* [AIM] Reproduce the listing from the line containing "the white mane" through the line containing "128,427,236,517", both included, keeping every request line and offsetting each bounding-box coordinate in the answers by 94. Output only those lines.

* [RECORDS FOR THIS TASK]

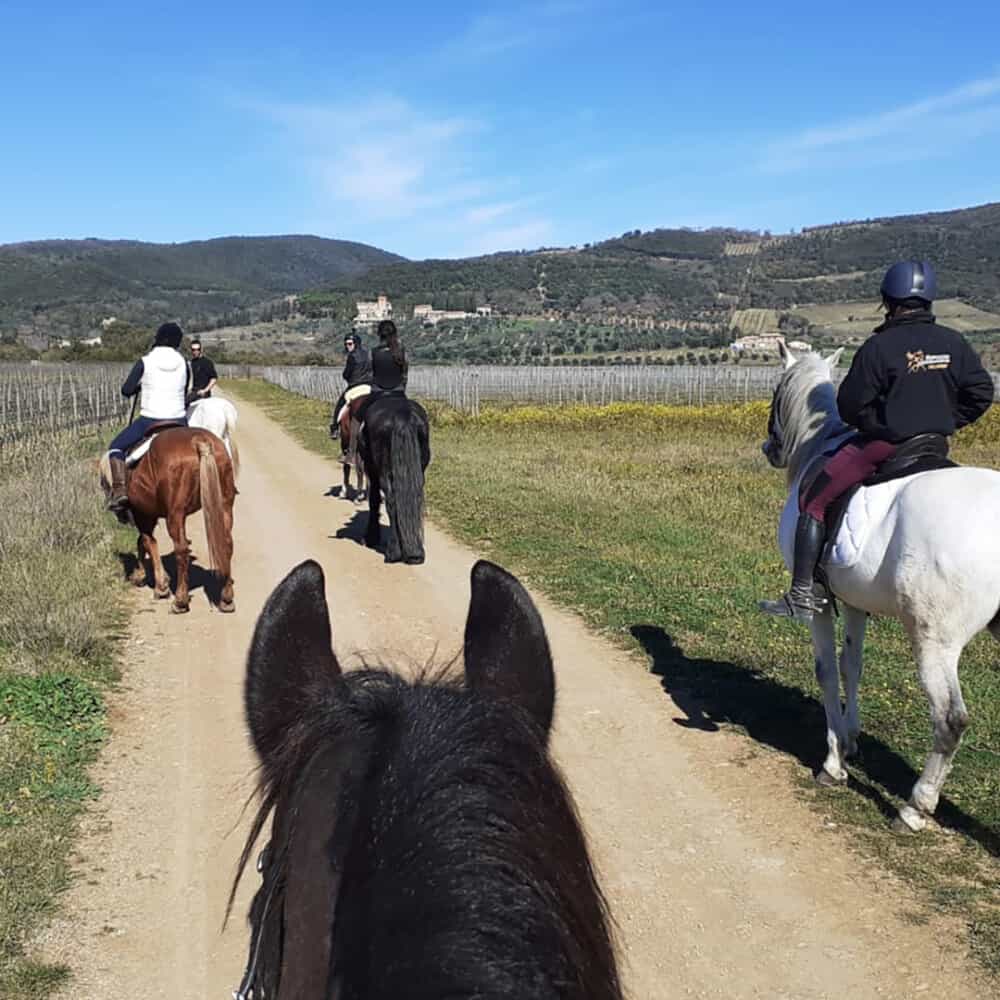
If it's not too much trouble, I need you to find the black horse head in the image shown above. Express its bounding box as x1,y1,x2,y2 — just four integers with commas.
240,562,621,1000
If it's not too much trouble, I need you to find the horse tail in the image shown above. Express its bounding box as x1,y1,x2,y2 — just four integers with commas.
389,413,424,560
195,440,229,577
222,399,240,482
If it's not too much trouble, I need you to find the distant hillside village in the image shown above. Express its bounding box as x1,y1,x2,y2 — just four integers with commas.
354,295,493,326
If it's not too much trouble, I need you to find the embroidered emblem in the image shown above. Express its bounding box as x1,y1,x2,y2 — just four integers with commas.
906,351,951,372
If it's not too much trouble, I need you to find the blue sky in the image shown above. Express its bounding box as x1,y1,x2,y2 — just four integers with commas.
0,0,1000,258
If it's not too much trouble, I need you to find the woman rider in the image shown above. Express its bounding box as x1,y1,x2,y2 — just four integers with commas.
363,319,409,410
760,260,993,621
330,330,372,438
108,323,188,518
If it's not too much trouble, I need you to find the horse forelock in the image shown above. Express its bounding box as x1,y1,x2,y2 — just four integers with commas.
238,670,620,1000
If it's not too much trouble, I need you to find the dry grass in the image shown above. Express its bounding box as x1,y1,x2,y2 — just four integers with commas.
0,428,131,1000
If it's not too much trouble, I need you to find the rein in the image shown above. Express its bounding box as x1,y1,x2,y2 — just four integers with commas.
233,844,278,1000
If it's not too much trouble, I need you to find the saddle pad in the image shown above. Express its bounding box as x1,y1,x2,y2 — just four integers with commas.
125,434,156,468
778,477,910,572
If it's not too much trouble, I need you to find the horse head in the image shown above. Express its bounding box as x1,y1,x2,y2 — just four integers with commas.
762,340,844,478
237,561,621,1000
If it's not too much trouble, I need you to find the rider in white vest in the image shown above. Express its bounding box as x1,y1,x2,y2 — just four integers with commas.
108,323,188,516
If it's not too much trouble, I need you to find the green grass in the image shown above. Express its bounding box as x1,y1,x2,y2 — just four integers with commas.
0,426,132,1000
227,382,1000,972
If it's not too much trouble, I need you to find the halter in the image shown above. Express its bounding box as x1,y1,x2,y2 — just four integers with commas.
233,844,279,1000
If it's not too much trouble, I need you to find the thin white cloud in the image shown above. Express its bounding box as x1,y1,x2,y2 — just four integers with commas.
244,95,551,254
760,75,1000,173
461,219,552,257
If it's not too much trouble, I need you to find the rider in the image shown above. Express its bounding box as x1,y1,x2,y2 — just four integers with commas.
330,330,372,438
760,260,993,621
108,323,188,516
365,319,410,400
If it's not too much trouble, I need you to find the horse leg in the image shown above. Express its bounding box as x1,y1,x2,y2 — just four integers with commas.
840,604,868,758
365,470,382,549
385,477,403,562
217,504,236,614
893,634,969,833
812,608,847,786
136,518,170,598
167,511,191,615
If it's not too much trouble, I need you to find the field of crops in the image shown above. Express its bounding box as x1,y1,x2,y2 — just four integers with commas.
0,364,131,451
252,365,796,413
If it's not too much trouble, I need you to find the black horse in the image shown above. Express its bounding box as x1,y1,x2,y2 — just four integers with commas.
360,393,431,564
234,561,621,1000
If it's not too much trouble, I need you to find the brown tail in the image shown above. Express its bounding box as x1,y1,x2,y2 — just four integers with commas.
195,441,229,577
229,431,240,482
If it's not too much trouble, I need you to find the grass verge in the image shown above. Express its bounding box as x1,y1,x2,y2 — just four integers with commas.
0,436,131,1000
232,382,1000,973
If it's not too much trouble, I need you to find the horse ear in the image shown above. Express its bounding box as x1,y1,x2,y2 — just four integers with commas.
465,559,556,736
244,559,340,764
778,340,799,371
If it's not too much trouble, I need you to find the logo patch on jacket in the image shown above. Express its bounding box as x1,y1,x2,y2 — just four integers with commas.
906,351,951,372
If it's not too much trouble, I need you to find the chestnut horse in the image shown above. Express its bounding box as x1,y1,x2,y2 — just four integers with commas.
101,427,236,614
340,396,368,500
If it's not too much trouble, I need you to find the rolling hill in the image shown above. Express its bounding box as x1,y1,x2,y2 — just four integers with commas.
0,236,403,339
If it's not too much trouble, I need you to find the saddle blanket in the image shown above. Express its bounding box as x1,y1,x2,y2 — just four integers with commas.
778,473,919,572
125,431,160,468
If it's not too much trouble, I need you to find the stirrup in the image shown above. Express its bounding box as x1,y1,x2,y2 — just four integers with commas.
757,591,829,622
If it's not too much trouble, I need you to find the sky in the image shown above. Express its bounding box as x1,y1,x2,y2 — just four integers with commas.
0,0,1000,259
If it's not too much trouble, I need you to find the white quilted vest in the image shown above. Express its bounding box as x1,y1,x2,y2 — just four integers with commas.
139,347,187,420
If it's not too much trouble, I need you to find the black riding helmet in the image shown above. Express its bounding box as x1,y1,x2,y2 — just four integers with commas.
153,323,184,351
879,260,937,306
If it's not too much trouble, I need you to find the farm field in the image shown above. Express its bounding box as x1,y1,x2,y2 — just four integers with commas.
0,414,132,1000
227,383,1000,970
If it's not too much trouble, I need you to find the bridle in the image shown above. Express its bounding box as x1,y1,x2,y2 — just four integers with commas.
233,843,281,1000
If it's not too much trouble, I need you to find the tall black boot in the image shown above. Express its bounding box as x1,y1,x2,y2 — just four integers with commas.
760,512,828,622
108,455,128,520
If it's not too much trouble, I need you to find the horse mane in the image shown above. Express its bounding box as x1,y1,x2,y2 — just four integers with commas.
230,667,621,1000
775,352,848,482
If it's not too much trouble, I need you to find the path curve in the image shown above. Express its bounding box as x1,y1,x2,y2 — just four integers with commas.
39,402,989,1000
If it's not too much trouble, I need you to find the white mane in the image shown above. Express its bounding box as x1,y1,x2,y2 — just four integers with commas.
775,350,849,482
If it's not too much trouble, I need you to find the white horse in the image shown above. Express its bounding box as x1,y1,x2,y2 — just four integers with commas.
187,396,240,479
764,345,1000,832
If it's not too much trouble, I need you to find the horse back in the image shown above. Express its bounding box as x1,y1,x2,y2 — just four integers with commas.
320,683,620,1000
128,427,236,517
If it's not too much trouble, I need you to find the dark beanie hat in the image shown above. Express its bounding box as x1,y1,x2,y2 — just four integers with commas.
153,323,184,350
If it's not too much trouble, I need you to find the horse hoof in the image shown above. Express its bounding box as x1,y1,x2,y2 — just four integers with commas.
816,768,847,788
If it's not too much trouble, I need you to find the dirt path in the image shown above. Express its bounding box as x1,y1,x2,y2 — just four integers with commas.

* [OUTPUT BELOW]
If it's not too much trouble, I need you to find the white mane in the image shown above. Express its bounding box as x1,y1,x2,y2 — just four integers with commas.
869,444,943,576
If it's not too much trouble, I need you to find the white horse in the image shown above. Express its bounding box as x1,y1,x2,y2 — just four integers with commas.
281,490,334,573
858,439,1094,926
If it's not too much trouble, I need you to find the horse back in the image shown above. Express its bounding box as x1,y1,x2,y2 — just four integers with commas.
414,777,714,1094
222,521,330,611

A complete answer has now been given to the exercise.